Problema A:
Responda con los datos del texto proporcionado:
(i) ¿En qué ciudad tiene lugar el botellón, según el pie de la imagen?
(ii) ¿Qué nueva epidemia indignaba a medio país antes de la llegada del volcán?
(iii) ¿Qué necesita toda estafa, según el texto?
Problema B: Enumere todas las figuras que el texto proporcionado menciona en la frase que sigue a la mención de los vendedores de humo y baratijas.
Problema C: Transcriba un fragmento del texto proporcionado. Empiece en las palabras "Si desaparecierais todos, amantes" y termine después de "algo de claridad.".

Si desaparecierais todos...

Jóvenes durante un botellón en Barcelona.

Jóvenes durante un botellón en Barcelona. / FDV

Pedro Feijoo

Pedro Feijoo

Si desaparecierais todos, amantes del ruido y la furia, si os marchaseis con todo vuestro estruendo a otra parte, tal vez, solo tal vez, entonces podríamos pensar con algo de claridad.

Porque ya hace demasiado tiempo que todo son voces y alaridos alrededor. Gritos, cacareos, ruido hueco. Nada. Alrededor no hay más que jaleo e imágenes desenfocadas, y el espacio que nos rodea parece haberse convertido en un escenario extraño, la reproducción torpe y borrosa de algún tipo de bazar oriental en el que de un tiempo a esta parte todo se ha vuelto tan extraño como increíble, en el sentido más literal de la palabra, ése que, por todo lo que tiene de desesperanzador, también es el más devastador. Porque cada vez cuesta más encontrar algo en que creer. O alguien en quien creer... Intento distinguir las voces de la jauría a mi alrededor, pero nada más identifico el alboroto de los vendedores de humo y baratijas. Solucionadores de problemas que en realidad nadie había visto; profetas del desastre inminente; salva-patrias, fantasmas y pedantones al paño. Y, rodeado de todos ellos, la boca se me llena de un cierto regusto amargo al pensar que, si ésta es la oferta recibida, probablemente la demanda emitida tampoco debió de ser mucho mejor, como tampoco lo es nuestro papel en todo esto: toda estafa necesita un tonto útil dispuesto a creérselo todo. Somos el enojo ante el bulo mediático, la maravilla ante la hazaña de cartón-piedra. Y, sobre todo, los encargados de pagar la cuenta. No somos más que ese pardillo que escupe hasta el último céntimo que lleva encima para pagar todo lo que está pasando. Pero ¿y qué es en realidad ese todo? ¿Qué es lo que de verdad está pasando?

Pues no mucho, la verdad...

Ahora ya nadie parece recordarlo, pero antes de que el volcán llenase el cielo de maná informativo, medio país estaba indignadísimo con aquella nueva epidemia, la de las agresiones homófobas. Un mal que, por suerte para casi todas las partes implicadas, incluso llegó a tener su propio e inesperado giro de guion, dando a todos los actores la oportunidad de estirar la trama un poco más. Hasta que, justo cuando no daba ya más de sí, llegó el siguiente milagro, y de las mismísimas entrañas de la tierra brotó el nuevo monotema. Y bendito sea el volcán, porque su intensidad –mediática– llegó a tiempo para renovar el menú informativo. Al fin y al cabo, a los comensales del telediario de las tres ya se les estaba empezando a poner cara de hastío con tanta repetición. “Buff, ¿otra vez pandemia? ¿De cuántas maneras más nos la vamos a comer? Que si Covid con vacuna, Covid con negacionismo, con gobierno comunista, con altercados...”

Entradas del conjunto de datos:
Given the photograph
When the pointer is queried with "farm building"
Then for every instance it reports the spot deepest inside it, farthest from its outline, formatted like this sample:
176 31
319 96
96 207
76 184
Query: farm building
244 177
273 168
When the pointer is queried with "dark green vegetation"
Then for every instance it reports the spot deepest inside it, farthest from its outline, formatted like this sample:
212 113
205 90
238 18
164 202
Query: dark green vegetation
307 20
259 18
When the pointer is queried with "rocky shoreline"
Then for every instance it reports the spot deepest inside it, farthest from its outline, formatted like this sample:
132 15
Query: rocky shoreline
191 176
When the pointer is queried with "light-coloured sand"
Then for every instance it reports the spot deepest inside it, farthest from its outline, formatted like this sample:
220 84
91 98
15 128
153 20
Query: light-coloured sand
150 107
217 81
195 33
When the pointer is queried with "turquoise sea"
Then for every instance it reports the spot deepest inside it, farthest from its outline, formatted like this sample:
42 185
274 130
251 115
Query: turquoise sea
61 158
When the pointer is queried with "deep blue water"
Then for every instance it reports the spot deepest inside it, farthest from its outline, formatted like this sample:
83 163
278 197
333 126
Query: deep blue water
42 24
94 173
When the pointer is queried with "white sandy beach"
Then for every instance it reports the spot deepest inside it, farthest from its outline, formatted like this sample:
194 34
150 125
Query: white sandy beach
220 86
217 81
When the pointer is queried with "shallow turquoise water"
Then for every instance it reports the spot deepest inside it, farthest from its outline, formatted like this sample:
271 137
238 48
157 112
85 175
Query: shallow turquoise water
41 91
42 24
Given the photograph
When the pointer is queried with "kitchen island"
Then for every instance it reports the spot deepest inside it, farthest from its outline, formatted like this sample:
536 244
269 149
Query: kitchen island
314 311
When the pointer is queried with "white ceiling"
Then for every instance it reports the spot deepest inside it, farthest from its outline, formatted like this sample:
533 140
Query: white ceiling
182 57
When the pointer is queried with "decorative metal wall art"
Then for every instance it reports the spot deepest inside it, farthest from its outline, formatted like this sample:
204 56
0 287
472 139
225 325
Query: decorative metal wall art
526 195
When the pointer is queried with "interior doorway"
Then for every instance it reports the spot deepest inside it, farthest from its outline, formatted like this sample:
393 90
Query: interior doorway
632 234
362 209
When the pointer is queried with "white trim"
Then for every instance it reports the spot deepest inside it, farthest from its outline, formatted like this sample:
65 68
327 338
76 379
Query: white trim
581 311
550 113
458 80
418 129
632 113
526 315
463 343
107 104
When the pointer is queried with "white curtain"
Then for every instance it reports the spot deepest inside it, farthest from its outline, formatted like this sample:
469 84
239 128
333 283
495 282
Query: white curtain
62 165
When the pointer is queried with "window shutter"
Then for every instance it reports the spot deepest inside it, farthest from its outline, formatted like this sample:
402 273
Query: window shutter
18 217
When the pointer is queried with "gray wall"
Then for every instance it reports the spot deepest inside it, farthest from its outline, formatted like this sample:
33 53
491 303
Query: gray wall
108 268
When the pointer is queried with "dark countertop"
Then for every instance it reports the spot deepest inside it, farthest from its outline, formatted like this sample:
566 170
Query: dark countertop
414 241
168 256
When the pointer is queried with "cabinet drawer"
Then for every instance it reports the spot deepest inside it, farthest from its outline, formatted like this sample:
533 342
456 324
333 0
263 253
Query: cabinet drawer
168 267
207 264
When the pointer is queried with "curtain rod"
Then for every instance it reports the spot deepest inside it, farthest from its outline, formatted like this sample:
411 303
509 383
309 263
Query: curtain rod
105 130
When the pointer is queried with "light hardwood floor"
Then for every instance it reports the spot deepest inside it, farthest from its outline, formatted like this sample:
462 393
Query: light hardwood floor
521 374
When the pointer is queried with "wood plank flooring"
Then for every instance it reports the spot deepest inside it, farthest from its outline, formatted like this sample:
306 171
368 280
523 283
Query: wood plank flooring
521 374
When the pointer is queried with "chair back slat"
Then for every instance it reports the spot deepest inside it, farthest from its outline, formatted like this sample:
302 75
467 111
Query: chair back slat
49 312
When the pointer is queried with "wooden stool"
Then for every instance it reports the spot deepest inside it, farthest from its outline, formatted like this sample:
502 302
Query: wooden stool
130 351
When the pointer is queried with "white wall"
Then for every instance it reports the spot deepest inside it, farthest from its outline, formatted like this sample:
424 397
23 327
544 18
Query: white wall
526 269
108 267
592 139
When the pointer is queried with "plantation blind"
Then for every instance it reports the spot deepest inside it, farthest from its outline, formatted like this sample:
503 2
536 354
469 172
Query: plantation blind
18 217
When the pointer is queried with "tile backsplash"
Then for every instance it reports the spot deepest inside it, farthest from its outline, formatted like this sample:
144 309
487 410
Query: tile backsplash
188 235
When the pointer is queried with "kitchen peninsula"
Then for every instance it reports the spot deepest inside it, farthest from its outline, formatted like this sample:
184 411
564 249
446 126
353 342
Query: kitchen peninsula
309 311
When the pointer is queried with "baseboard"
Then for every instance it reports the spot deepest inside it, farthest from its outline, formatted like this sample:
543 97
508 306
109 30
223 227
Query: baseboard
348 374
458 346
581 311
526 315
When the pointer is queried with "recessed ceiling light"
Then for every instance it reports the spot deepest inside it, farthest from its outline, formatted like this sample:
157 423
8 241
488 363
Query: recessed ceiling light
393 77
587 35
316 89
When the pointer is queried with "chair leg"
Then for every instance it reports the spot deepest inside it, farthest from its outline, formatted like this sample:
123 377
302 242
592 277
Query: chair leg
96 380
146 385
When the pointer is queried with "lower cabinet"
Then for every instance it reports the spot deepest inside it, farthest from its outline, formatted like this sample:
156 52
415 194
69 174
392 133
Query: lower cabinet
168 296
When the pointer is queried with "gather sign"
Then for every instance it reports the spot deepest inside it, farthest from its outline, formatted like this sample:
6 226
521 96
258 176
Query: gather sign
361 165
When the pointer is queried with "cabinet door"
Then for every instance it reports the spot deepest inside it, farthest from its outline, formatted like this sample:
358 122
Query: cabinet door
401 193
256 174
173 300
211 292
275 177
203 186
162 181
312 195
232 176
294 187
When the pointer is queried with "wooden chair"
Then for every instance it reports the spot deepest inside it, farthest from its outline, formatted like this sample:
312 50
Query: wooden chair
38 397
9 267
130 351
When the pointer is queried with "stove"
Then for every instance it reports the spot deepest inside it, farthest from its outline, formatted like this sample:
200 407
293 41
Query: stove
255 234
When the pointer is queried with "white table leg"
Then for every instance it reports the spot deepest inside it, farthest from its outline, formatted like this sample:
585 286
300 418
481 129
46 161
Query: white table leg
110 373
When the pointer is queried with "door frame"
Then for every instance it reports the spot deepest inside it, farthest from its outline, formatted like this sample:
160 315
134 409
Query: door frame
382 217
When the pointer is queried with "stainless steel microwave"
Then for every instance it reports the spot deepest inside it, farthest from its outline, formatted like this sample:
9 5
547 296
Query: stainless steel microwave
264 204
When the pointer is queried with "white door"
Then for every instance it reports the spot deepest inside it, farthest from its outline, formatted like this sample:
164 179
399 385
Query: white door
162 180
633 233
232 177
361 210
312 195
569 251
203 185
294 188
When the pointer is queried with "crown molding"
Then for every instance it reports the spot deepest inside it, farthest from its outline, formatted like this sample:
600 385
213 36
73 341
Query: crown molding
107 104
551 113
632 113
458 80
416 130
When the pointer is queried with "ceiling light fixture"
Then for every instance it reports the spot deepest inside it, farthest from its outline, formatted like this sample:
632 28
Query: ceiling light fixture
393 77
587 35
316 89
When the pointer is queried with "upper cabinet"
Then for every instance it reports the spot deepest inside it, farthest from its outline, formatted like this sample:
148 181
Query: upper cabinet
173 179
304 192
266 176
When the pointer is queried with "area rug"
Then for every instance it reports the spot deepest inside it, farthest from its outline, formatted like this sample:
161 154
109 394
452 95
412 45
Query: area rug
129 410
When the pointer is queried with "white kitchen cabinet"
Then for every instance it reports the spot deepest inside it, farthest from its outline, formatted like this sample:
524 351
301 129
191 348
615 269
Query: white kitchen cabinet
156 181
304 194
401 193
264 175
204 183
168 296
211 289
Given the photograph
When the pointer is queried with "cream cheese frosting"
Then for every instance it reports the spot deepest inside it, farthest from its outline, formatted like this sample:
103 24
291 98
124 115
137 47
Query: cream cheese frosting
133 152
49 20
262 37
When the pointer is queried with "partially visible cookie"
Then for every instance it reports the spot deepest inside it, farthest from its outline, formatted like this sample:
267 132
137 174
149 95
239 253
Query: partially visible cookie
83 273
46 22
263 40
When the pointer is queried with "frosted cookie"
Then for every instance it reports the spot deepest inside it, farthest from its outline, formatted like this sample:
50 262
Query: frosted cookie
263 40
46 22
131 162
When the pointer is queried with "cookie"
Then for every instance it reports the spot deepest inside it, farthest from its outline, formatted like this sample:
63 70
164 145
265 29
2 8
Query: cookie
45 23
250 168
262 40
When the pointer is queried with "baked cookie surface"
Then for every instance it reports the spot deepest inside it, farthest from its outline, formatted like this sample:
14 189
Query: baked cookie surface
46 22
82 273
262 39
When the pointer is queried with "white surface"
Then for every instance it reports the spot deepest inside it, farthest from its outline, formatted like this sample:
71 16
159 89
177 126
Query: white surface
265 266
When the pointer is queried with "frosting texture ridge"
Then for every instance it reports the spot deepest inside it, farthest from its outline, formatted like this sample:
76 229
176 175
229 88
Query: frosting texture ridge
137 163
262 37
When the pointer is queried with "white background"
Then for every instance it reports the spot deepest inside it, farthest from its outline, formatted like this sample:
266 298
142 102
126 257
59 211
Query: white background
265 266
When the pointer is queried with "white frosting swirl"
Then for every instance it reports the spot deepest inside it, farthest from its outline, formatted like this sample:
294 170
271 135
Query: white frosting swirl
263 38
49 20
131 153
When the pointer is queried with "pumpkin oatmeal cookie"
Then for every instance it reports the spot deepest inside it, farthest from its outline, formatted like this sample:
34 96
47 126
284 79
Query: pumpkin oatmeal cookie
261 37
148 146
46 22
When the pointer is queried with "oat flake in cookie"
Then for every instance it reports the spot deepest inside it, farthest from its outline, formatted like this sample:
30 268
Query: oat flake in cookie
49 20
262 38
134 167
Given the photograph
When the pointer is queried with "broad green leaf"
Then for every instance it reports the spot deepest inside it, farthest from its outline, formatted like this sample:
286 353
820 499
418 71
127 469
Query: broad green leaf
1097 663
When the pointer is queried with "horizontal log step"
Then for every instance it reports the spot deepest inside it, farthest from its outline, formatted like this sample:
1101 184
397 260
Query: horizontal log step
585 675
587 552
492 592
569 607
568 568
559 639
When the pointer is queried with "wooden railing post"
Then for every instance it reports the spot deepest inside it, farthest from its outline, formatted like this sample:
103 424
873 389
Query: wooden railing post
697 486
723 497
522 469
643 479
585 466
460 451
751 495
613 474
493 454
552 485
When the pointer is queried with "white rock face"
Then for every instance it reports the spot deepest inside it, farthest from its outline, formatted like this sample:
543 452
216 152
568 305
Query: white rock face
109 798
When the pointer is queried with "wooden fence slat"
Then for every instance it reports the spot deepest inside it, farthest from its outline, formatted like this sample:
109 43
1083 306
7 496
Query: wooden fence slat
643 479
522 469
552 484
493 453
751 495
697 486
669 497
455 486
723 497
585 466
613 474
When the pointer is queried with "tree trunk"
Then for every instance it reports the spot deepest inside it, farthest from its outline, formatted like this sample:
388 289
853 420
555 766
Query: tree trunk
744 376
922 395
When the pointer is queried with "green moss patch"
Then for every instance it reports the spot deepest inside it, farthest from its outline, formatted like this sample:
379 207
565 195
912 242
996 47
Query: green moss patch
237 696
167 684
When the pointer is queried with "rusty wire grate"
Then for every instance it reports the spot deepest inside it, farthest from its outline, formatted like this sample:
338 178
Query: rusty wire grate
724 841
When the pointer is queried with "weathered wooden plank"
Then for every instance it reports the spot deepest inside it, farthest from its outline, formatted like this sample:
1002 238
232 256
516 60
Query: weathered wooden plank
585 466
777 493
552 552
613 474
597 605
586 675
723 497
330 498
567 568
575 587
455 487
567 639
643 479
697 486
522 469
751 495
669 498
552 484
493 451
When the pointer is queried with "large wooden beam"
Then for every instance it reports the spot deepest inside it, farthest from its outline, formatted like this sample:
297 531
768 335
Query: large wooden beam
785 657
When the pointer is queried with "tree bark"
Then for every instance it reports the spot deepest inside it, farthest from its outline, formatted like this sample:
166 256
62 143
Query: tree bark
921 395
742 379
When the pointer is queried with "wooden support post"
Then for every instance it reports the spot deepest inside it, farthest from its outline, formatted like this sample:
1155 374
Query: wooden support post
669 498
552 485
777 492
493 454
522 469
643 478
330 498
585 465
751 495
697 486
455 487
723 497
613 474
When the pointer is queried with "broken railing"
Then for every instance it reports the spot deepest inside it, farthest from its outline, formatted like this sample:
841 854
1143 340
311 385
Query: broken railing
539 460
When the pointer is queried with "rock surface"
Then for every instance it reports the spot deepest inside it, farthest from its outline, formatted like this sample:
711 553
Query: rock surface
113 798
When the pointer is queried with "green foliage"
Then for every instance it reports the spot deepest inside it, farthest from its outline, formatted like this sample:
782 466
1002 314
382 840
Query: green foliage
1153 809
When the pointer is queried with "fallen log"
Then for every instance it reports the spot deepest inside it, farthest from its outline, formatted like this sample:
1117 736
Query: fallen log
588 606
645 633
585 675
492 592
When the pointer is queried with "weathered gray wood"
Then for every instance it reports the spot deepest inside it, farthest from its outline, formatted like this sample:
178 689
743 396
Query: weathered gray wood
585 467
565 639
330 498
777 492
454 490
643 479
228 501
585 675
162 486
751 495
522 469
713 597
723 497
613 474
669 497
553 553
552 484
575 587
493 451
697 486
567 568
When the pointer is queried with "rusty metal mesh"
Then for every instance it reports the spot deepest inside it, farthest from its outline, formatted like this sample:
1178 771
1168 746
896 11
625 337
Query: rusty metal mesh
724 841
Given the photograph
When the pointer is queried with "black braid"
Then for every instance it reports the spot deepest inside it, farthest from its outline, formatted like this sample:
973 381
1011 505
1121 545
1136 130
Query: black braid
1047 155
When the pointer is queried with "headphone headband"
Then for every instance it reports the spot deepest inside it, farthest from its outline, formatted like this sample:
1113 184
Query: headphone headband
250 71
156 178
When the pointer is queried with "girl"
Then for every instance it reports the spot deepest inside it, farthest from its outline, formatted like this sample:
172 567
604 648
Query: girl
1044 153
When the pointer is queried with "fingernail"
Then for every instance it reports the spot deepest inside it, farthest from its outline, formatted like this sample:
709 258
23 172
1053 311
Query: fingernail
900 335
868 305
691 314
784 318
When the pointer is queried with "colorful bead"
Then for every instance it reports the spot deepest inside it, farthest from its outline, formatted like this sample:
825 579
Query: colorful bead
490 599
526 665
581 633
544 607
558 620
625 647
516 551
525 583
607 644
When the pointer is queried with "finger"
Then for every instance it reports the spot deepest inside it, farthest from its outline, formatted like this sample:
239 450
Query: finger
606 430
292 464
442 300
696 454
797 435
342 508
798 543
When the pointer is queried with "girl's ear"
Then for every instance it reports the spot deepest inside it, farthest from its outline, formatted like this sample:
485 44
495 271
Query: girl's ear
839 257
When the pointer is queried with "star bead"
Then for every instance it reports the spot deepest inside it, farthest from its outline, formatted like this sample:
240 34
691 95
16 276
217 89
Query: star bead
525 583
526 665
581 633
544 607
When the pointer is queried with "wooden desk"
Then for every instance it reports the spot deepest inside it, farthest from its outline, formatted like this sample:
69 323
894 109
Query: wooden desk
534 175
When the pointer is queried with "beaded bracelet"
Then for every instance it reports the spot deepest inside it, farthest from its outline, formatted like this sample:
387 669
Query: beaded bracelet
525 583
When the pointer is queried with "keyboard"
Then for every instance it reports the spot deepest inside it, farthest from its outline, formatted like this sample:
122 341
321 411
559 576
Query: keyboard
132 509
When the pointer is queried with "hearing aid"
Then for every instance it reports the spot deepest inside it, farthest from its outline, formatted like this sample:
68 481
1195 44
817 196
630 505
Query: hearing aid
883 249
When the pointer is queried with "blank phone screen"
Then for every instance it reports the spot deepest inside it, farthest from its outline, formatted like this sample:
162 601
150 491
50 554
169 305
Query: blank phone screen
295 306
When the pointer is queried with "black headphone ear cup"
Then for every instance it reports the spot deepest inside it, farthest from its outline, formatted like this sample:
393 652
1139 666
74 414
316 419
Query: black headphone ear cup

Espacio de respuesta A:
(i) Barcelona.
(ii) La de las agresiones homófobas.
(iii) Un tonto útil dispuesto a creérselo todo.

Espacio de respuesta B:
Solucionadores de problemas que en realidad nadie había visto
Profetas del desastre inminente
Salva-patrias
Fantasmas
Pedantones al paño

Espacio de respuesta C:
Si desaparecierais todos, amantes del ruido y la furia, si os marchaseis con todo vuestro estruendo a otra parte, tal vez, solo tal vez, entonces podríamos pensar con algo de claridad.